Prompt: Update all of the entries below, putting "place a marker" wherever "set a point" appears and changing nothing else. Leave the pictures out of your answer.

□ □ □ □ □ □ □

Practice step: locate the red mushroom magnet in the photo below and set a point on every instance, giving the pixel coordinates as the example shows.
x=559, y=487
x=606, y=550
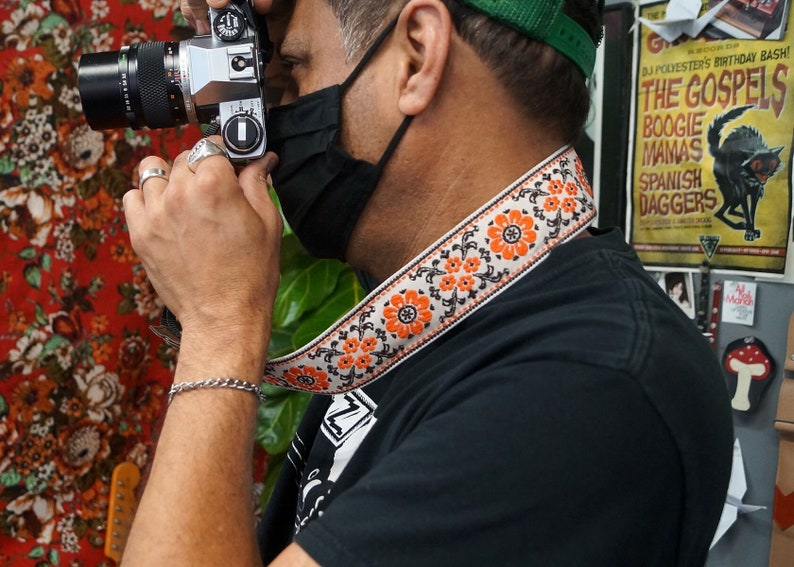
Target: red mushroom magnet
x=750, y=368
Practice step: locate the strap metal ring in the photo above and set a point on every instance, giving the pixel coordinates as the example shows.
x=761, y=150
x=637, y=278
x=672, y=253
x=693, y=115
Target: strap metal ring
x=203, y=149
x=149, y=173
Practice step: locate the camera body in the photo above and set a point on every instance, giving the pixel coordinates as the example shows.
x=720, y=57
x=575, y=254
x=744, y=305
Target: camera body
x=215, y=79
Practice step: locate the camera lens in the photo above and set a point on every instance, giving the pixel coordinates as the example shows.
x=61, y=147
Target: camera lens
x=138, y=86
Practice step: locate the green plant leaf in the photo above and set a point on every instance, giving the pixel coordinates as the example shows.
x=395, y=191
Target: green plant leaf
x=281, y=341
x=32, y=275
x=278, y=418
x=304, y=288
x=274, y=465
x=347, y=293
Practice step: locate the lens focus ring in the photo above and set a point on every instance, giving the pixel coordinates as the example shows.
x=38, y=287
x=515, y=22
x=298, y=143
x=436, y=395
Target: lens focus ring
x=153, y=85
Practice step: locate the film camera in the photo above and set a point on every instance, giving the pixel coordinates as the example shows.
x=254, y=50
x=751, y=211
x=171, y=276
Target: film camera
x=215, y=79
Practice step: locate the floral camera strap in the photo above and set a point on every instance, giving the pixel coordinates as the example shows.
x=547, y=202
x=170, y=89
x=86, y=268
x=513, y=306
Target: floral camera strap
x=486, y=253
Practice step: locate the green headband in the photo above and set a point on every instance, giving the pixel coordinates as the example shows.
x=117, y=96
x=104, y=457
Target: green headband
x=543, y=20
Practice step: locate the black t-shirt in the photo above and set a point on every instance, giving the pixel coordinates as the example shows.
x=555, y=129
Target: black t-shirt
x=579, y=418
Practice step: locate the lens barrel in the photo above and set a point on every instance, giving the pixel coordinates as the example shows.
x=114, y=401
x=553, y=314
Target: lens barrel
x=137, y=86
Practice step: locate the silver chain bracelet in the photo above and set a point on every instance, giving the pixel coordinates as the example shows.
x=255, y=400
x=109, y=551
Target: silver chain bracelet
x=217, y=383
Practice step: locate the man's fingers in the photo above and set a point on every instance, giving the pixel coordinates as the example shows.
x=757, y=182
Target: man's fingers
x=254, y=181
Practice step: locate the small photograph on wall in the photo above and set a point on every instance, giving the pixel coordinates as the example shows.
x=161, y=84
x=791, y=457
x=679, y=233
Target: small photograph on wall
x=679, y=288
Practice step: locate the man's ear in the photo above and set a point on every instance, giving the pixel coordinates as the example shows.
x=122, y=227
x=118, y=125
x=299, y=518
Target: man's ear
x=424, y=33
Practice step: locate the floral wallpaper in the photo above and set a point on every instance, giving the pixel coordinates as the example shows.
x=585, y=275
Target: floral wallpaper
x=83, y=381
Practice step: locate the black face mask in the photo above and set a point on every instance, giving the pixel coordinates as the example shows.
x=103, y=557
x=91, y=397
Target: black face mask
x=323, y=189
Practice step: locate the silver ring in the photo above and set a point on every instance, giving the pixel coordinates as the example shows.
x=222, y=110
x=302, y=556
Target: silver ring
x=149, y=173
x=204, y=148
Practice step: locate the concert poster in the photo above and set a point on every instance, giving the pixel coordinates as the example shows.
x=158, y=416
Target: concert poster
x=710, y=151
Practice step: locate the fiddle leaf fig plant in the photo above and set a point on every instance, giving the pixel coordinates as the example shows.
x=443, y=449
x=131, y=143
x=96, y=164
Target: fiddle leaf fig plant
x=312, y=295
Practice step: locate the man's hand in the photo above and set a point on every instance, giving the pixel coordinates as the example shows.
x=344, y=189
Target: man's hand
x=195, y=11
x=209, y=242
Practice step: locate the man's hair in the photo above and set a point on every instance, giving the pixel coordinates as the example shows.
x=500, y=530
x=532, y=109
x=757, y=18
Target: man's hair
x=545, y=84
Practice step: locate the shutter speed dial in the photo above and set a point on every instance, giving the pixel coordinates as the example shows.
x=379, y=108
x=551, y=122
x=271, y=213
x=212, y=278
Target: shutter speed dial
x=229, y=25
x=242, y=133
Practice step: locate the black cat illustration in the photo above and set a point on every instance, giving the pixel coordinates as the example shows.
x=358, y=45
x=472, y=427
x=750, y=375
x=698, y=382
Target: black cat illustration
x=743, y=163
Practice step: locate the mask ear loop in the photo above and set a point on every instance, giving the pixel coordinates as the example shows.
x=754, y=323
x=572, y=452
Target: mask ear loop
x=357, y=71
x=369, y=54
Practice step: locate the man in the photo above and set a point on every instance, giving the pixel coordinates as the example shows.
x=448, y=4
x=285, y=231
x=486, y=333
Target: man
x=517, y=391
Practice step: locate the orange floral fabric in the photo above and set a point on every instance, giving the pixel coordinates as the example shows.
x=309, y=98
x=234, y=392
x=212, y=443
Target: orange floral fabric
x=83, y=381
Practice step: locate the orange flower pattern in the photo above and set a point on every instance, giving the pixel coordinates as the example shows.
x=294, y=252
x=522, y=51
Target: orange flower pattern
x=453, y=278
x=407, y=313
x=83, y=382
x=513, y=234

□ □ □ □ □ □ □

Response to the exercise:
Practice step: locate the red mushroom magnet in the photo below and place a marker on every instance, giving the pixel coordinates as the example shows.
x=559, y=487
x=606, y=550
Target: red mushroom magnet
x=750, y=368
Practice step: locate the strap metal ring in the photo above and place a marker on every instance, giving the pixel coordinates as the example shows.
x=761, y=150
x=637, y=278
x=672, y=253
x=693, y=115
Target: strap metal ring
x=203, y=149
x=149, y=173
Practice step: locate the camera body in the photo above and place a marker on every instance, giving the pixel coordinates as the example shows.
x=720, y=57
x=575, y=254
x=744, y=305
Target: camera body
x=215, y=79
Practice step: locate the camera lens in the photo above and place a marker on every instance, giving the pixel coordinates as the example shows.
x=61, y=147
Target: camera lens
x=138, y=86
Practice step: locate the green plant leaf in the photo above and place a marker on every instance, giving the pixel coordinates as the example shows.
x=395, y=191
Target: green plant leaf
x=281, y=341
x=32, y=275
x=278, y=418
x=304, y=288
x=274, y=465
x=347, y=293
Practice step: locate the lens focus ring in the photo above and place a marker on every instance, giving the pixel coordinates as the example shows.
x=38, y=287
x=515, y=22
x=298, y=143
x=436, y=395
Target: lens focus ring
x=153, y=85
Practice step: locate the film camera in the photo above and place a marker on every instance, giving the pixel coordinates as the example shows.
x=254, y=50
x=751, y=211
x=171, y=276
Target: film camera
x=215, y=79
Practice step: locate the floral camera strap in the photo above and place a marker on every instance, giving the pixel coordinates as the example shows.
x=547, y=202
x=170, y=89
x=86, y=268
x=513, y=306
Target: floral camera strap
x=486, y=253
Practice step: locate the green headband in the photo above and place a marker on every instance, giving the pixel coordinates as the example shows.
x=117, y=96
x=104, y=457
Target: green headband
x=543, y=20
Practice step: locate the black t-shirt in the photo above and place a marker on every instance, giving the pixel coordinates as the example shows.
x=555, y=129
Target: black t-shirt
x=579, y=418
Practice step: locate the lens barrel in the photo above and place a marker on every instance, giving the pixel coordinates as the example shows.
x=114, y=401
x=553, y=314
Target: lens barrel
x=137, y=86
Practice step: locate the silver chain bracelet in the photo above and place a marker on every instance, giving the pixel coordinates as the example shows.
x=255, y=400
x=109, y=551
Target: silver chain bracelet
x=217, y=383
Practice step: locate the man's fingers in the photo above and place a marker on every instance, giving the pixel coordinates as the example shows.
x=757, y=182
Target: man's fingers
x=254, y=181
Practice step: locate the small photograph on wall in the photo above and place a marker on every instance, giving the pixel coordinates as the example shows.
x=161, y=84
x=791, y=457
x=679, y=233
Target: small photograph on wall
x=679, y=288
Practice step: locate the man's ear in the photo above and place a marker on every instance, giving the pixel coordinates as the example shows.
x=122, y=227
x=118, y=125
x=299, y=518
Target: man's ear
x=424, y=33
Practice step: locate the floral wallpaper in the photo above and place a marker on every instance, giving the pixel coordinates as the example shows.
x=585, y=275
Target: floral wallpaper
x=83, y=381
Practice step: locate the black face mask in the photo above and place a marker on every instance, giving the pixel coordinates as the example shows.
x=103, y=557
x=91, y=397
Target: black face mask
x=323, y=189
Practice step: locate the silver ring in the photo above and place a marker on every instance, giving the pixel coordinates as the example shows.
x=222, y=110
x=302, y=556
Target: silver ring
x=149, y=173
x=204, y=148
Practice step: locate the concert poster in the photo above and place a marker on every instance, giving the pixel coordinates as the example shows.
x=158, y=416
Target: concert poster
x=710, y=151
Practice step: locate the fiddle leaf fig plant in the photo above and place a marker on every instance, giving the pixel coordinates as the example shows.
x=443, y=449
x=131, y=143
x=96, y=164
Target: fiddle leaf fig plant
x=312, y=295
Practice step: locate the man's hand in the photo above and place a marker on every instance, giving the pixel coordinates as the example shows.
x=344, y=189
Target: man's hand
x=195, y=11
x=209, y=242
Practice step: locate the man's hair in the photo above and place a marker on every instance, giving the pixel coordinates as the example shows.
x=500, y=530
x=532, y=109
x=757, y=18
Target: man's hair
x=545, y=84
Practice step: locate the shutter speed dial in the photo above and place a marker on every instance, giving the pixel coordinates as the example shows.
x=379, y=108
x=551, y=122
x=271, y=213
x=212, y=278
Target: shutter speed dial
x=229, y=25
x=242, y=133
Practice step: locate the black cat illustration in the photo above and place a marker on every instance, giving the pixel coordinates as the example shows.
x=358, y=45
x=472, y=427
x=750, y=375
x=698, y=382
Target: black cat illustration
x=743, y=163
Practice step: locate the mask ear loop in the photo above and place a marker on every instance, giving the pixel coordinates as the example shows.
x=754, y=323
x=572, y=452
Target: mask ear loop
x=357, y=71
x=369, y=54
Practice step: locate the man in the photo above and place a marker on every instance, giving the pixel coordinates as the example shows.
x=448, y=4
x=285, y=231
x=486, y=333
Target: man
x=517, y=391
Practice step: locate the orange floral fabric in the photo above and place a marker on every instance, giving the pixel coordinates as the example shows.
x=309, y=98
x=234, y=392
x=212, y=443
Target: orange floral fabric
x=83, y=381
Practice step: locate the orange flower pattern in the photo above and place a marker on every instance, giving the pixel coordinates as the example shows.
x=294, y=252
x=522, y=51
Target: orange flower pattern
x=453, y=278
x=407, y=313
x=83, y=382
x=513, y=234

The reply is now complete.